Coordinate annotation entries
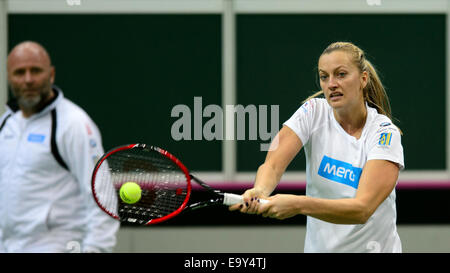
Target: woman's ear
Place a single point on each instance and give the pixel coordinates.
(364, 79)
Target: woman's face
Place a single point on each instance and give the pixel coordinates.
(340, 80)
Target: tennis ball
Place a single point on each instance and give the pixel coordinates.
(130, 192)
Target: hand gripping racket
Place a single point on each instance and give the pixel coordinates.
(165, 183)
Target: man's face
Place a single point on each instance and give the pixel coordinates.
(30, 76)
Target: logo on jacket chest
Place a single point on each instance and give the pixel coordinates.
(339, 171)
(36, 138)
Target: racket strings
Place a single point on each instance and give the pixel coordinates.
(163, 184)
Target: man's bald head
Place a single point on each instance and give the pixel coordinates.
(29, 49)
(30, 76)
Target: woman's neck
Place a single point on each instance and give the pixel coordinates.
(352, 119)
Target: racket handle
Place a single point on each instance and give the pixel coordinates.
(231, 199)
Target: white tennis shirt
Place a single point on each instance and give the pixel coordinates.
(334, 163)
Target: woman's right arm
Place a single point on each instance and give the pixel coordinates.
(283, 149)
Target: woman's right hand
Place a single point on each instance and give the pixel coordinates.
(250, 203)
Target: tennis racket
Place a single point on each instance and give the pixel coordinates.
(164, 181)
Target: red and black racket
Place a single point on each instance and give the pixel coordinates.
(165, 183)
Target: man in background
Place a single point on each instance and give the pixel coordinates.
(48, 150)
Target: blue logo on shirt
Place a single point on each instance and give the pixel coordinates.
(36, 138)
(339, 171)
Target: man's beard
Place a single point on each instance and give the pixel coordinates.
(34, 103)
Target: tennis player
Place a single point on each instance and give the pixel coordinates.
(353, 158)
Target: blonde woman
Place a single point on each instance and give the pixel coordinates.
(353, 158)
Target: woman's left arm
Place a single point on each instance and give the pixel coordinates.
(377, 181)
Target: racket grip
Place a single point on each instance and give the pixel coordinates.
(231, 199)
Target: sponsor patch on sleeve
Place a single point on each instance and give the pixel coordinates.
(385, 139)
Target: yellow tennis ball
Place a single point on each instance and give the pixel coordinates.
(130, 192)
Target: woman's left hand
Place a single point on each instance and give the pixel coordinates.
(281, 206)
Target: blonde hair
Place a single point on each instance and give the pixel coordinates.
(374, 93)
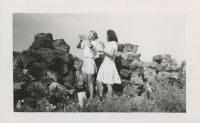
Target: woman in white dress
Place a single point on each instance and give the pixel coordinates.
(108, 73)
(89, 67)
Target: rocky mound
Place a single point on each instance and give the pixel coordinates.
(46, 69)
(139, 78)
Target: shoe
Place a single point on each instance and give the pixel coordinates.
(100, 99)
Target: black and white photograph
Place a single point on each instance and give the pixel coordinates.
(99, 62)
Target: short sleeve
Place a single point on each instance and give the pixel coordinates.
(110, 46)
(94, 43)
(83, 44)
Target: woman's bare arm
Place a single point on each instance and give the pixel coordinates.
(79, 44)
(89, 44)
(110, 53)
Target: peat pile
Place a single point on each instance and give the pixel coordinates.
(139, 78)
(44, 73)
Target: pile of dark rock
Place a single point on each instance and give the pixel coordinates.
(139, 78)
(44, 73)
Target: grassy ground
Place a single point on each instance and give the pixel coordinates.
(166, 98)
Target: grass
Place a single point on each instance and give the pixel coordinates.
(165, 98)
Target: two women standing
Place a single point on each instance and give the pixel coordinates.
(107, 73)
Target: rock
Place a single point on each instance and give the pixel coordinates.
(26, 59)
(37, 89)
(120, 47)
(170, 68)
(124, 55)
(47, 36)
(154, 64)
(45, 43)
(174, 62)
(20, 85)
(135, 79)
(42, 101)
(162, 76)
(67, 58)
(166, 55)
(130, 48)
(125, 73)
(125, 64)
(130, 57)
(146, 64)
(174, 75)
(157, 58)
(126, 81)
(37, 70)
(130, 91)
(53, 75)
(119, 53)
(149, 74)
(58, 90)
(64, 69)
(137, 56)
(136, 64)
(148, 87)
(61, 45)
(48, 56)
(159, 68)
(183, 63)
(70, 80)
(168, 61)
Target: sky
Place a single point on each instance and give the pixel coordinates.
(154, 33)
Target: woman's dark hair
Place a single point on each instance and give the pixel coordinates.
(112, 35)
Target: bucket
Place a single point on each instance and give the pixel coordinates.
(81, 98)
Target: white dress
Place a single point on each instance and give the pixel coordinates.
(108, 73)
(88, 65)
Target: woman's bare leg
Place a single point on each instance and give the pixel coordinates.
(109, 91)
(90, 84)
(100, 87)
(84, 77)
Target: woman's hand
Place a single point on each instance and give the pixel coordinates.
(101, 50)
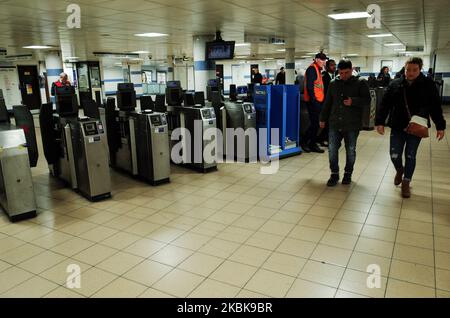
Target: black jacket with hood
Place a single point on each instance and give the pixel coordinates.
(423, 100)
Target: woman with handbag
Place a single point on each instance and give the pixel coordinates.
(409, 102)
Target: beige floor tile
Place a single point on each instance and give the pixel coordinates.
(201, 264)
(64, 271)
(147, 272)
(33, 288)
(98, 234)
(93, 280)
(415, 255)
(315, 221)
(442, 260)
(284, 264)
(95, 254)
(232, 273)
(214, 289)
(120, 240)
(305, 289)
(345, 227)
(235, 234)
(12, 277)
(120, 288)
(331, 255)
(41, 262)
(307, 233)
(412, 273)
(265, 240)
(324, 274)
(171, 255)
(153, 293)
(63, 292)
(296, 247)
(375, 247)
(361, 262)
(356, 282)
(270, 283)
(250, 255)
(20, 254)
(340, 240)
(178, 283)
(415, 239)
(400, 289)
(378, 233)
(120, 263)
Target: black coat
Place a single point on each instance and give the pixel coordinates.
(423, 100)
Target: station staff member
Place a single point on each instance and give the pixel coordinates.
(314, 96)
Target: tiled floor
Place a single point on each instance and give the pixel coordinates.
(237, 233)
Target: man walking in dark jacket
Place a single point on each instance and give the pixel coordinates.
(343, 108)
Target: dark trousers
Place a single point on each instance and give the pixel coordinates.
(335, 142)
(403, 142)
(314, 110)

• Brief: Omit the pictures and restate the rest of the records verbatim.

• Task answer:
Target: woman's ear
Place a single point on each instance and give the pixel coordinates.
(364, 79)
Target: woman's face
Place a single point on each instance and give the pixel coordinates.
(340, 80)
Target: tennis ball
Place a single point on each instance and give the pixel coordinates.
(130, 192)
Target: hand gripping racket
Place a single point on each instance and give the pixel coordinates.
(165, 183)
Target: man's face
Place a single point on each instance and give the pixel coordinates.
(30, 76)
Target: logo on jacket chest
Place a single point on each instance and give the pixel coordinates.
(339, 171)
(36, 138)
Target: racket strings
Place a single point on each instance and give the pixel coordinates.
(163, 184)
Target: man's bald head
Place a single point on each instance and give the pixel coordinates.
(29, 49)
(30, 76)
Target: woman's neck
Place a single point on each instance and give the pixel coordinates.
(352, 119)
Target: racket handle
Place a single point on each instance and give the pixel coordinates.
(231, 199)
Target: white tennis shirt
Place a single point on each instance and give the pixel coordinates.
(334, 163)
Target: woman's right arm
Place a single point on each instance and give the pixel coordinates.
(283, 149)
Target: woman's right hand
Place a single point on each instance and give the pixel coordinates.
(250, 203)
Target: tennis racket
Place a single point on each instance and give the pixel coordinates.
(164, 181)
Target: red and black racket
Place a single point on each instance and give the pixel coordinates.
(165, 183)
Target: man in background
Place a single point on each instance and give the pixel coordinates.
(48, 150)
Target: blue logo on shirt
Place a single point on each instance and give the pixel coordinates.
(36, 138)
(339, 171)
Target: man's beard
Place a single point on each instance and give the pixel coordinates.
(34, 103)
Target: tennis player
Place a single point on each instance and give the pixel coordinates.
(353, 158)
Target: blonde woman
Place a single point on each instance and give the pixel coordinates.
(353, 158)
Target: woman's left arm
Place a single point on each instance and give the pixel coordinates.
(377, 181)
Target: racket grip
Place a single point on each instance and give the pixel coordinates.
(231, 199)
Target: sponsor patch on sleeve
Place a single point on each instance and give the pixel coordinates.
(385, 139)
Target: yellow tennis ball
Place a single point on each instance and give the pixel coordinates.
(130, 192)
Target: woman's left hand
Place a single point on each instance and give the pixel coordinates.
(281, 206)
Target: blonde hair
Place a single point on each instance and give the pixel coordinates.
(374, 93)
Target: woman in white dress
Place a single point on each instance and give the pixel coordinates.
(108, 73)
(89, 67)
Target: rocky mound
Place a single point on each instance and give the pixel coordinates.
(46, 69)
(139, 78)
Target: shoe
Place a single point on each instance and give the pixel coordinates.
(100, 99)
Target: black and white photograph
Place a single point on each instance and give the pixel coordinates.
(99, 62)
Target: short sleeve
Place a single point on each instance and give the pixel coordinates.
(110, 46)
(94, 43)
(83, 44)
Target: woman's bare arm
Place a single point on each instance and give the pixel coordinates.
(79, 44)
(89, 44)
(110, 53)
Target: peat pile
Place a single point on each instance and give the pixel coordinates.
(139, 78)
(44, 73)
Target: pile of dark rock
Place a single point on each instance and give the pixel coordinates.
(139, 78)
(44, 73)
Target: grassy ground
Place a single point on each instance and give the pixel coordinates.
(166, 98)
Target: grass
Place a single point on each instance and give the pixel coordinates.
(165, 98)
Target: two women standing
Place a single point on each instance and give the pixel coordinates.
(107, 73)
Target: rock
Place a single point on each instance and give the pixel coordinates.
(26, 59)
(37, 89)
(120, 47)
(170, 68)
(124, 55)
(47, 36)
(154, 64)
(45, 43)
(174, 62)
(20, 85)
(135, 79)
(42, 101)
(162, 76)
(67, 58)
(166, 55)
(130, 48)
(125, 73)
(125, 64)
(130, 57)
(146, 64)
(174, 75)
(157, 58)
(126, 81)
(37, 70)
(130, 91)
(53, 75)
(119, 53)
(149, 74)
(58, 90)
(64, 69)
(137, 56)
(136, 64)
(148, 87)
(61, 45)
(48, 56)
(159, 68)
(183, 63)
(70, 80)
(168, 61)
Target: sky
Place a single point on each instance and give the pixel coordinates.
(154, 33)
Target: woman's dark hair
Place a single point on each instance and give the pixel coordinates.
(112, 35)
Target: bucket
Place a single point on each instance and give the pixel coordinates.
(81, 98)
Target: white dress
Place a single point on each instance and give the pixel coordinates.
(108, 73)
(88, 65)
Target: woman's bare leg
Place a single point on each instance and give the pixel coordinates.
(109, 91)
(90, 84)
(100, 87)
(84, 77)
Target: woman's hand
Place a single point on each instance and give the pixel coordinates.
(101, 50)
Target: black jacket with hood
Place a single point on each instance and give the pixel coordinates.
(423, 100)
Target: woman with handbag
Place a single point on each instance and give the pixel coordinates.
(409, 102)
Target: beige floor tile
Place a single point on each instance and give the pixel coordinates.
(201, 264)
(64, 271)
(147, 272)
(33, 288)
(98, 234)
(93, 280)
(415, 255)
(315, 221)
(442, 260)
(284, 264)
(95, 254)
(232, 273)
(214, 289)
(120, 240)
(305, 289)
(345, 227)
(235, 234)
(12, 277)
(120, 288)
(331, 255)
(41, 262)
(307, 233)
(412, 273)
(265, 240)
(324, 274)
(171, 255)
(153, 293)
(63, 292)
(296, 247)
(375, 247)
(361, 262)
(356, 282)
(270, 283)
(250, 255)
(20, 254)
(340, 240)
(178, 283)
(415, 239)
(400, 289)
(378, 233)
(120, 263)
Target: black coat
Place a single point on each instance and give the pixel coordinates.
(423, 100)
Target: station staff member
Place a single point on each instance and give the pixel coordinates.
(314, 96)
Target: tiled floor
Place a single point on each instance and give the pixel coordinates.
(237, 233)
Target: man walking in dark jacket
Place a single point on each instance and give the pixel coordinates.
(343, 108)
Target: dark trousers
Place a single point on each instance and give the pixel coordinates.
(335, 142)
(403, 142)
(314, 110)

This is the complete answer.